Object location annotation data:
◇ ◇ ◇ ◇
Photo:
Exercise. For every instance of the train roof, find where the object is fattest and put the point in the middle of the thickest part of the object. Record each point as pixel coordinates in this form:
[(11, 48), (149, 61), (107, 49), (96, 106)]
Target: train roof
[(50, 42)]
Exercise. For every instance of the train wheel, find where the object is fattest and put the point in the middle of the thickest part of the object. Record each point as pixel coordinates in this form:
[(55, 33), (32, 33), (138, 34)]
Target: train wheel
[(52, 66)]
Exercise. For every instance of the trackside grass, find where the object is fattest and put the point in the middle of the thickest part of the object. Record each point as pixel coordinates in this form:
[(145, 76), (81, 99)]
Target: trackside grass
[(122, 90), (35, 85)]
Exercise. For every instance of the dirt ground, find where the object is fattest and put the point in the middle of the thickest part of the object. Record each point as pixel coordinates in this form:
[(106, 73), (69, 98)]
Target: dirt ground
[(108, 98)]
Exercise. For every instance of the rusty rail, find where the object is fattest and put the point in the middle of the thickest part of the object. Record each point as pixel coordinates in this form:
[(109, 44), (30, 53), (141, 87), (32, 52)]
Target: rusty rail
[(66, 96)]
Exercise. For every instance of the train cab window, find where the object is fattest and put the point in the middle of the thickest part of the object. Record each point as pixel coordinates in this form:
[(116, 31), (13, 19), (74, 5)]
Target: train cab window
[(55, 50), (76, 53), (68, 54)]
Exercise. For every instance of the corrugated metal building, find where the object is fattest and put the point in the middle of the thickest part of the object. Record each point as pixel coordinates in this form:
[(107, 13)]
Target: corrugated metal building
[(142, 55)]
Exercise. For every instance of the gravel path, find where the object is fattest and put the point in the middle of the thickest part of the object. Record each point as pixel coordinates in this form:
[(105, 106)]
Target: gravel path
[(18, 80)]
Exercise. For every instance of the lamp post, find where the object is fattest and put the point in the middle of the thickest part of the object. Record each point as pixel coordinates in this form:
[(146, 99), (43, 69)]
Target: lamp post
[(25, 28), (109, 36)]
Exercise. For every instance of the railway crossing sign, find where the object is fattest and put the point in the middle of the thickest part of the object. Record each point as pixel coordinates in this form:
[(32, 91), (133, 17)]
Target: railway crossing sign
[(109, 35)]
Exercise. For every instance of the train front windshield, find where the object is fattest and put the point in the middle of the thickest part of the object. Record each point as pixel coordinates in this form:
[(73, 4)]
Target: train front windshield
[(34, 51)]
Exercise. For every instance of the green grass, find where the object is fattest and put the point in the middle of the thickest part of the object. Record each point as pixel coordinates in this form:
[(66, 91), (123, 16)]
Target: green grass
◇ ◇ ◇ ◇
Exercise prompt: Output every line of the items above as a JSON list of strings, with one string per line and blank lines omitted.

Answer to the exercise:
[
  "Photo:",
  "Exercise. For every instance of the train roof, find where the object is fattest and put the point in the middle of the thickest part of the object. Record each point as pixel coordinates in this form:",
  "[(11, 48), (149, 61), (107, 49), (96, 106)]",
  "Target: train roof",
  "[(50, 42)]",
  "Exercise. For every instance of the train wheel, find where the object is fattest and put the point in the middle of the thickest part of the object. Record each point as pixel coordinates in this form:",
  "[(55, 33), (32, 33), (138, 34)]",
  "Target: train wheel",
  "[(52, 66)]",
  "Exercise. For every instance of the trackside grass, find where the object is fattest and put the point in the middle of the thickest part of the object. Record each point as pixel coordinates in this form:",
  "[(145, 76), (81, 99)]",
  "Target: trackside grass",
  "[(122, 90), (35, 85)]",
  "Exercise. For every instance of the dirt ground, find where the object is fattest and put the point in the middle of the thickest part of the object. Record each point as pixel coordinates in this form:",
  "[(106, 73), (69, 98)]",
  "Target: dirt ground",
  "[(108, 98)]",
  "Exercise. For every instance of the rusty rail, find where the object is fattest and put the point in the middle of the thickest part of the object. Record each point as pixel coordinates in this form:",
  "[(109, 44), (30, 53), (141, 87), (32, 52)]",
  "Target: rusty rail",
  "[(66, 96)]",
  "Exercise. For every instance of the train cab window, find where the object is fattest and put the point in the middle of the thickest part of the object. Record each point as pixel coordinates in this form:",
  "[(116, 31), (13, 19), (74, 5)]",
  "Target: train cab window",
  "[(55, 50), (76, 53), (68, 54)]",
  "Exercise. For every instance of the corrugated metal building, find where the object is fattest and put the point in the middle of the thickest part of the object. Record each point as pixel coordinates in this form:",
  "[(107, 13)]",
  "Target: corrugated metal building",
  "[(142, 55)]",
  "Exercise. For every instance of the gravel path, find where the object is fattest and put the point in the middle of the thickest part of the object. Record each point as pixel coordinates in this form:",
  "[(105, 106)]",
  "Target: gravel path",
  "[(18, 80)]",
  "Exercise. For every instance of the lamp post, find where the object is fattest and put the point in the middle of the thickest part of the object. Record each point as pixel coordinates in this form:",
  "[(146, 99), (43, 69)]",
  "Target: lamp post",
  "[(25, 28), (109, 36)]",
  "Exercise. For every instance of the railway crossing sign, find where the object is fattest and put the point in the middle of the thickest part of the object. Record each point as pixel coordinates in this form:",
  "[(32, 91), (133, 17)]",
  "Target: railway crossing sign",
  "[(109, 35)]",
  "Exercise. For every instance of the train front windshield, find where the object is fattest and put the point in the middle of the thickest part of the object. Record each point as pixel coordinates in this form:",
  "[(73, 4)]",
  "Target: train front windshield",
  "[(34, 51)]",
  "Exercise. For every instance of the green grass, find where the object is fattest and put the point in the middle of the thickest part of the object. Record each point as pixel coordinates in this form:",
  "[(66, 91), (123, 16)]",
  "Target: green grass"
]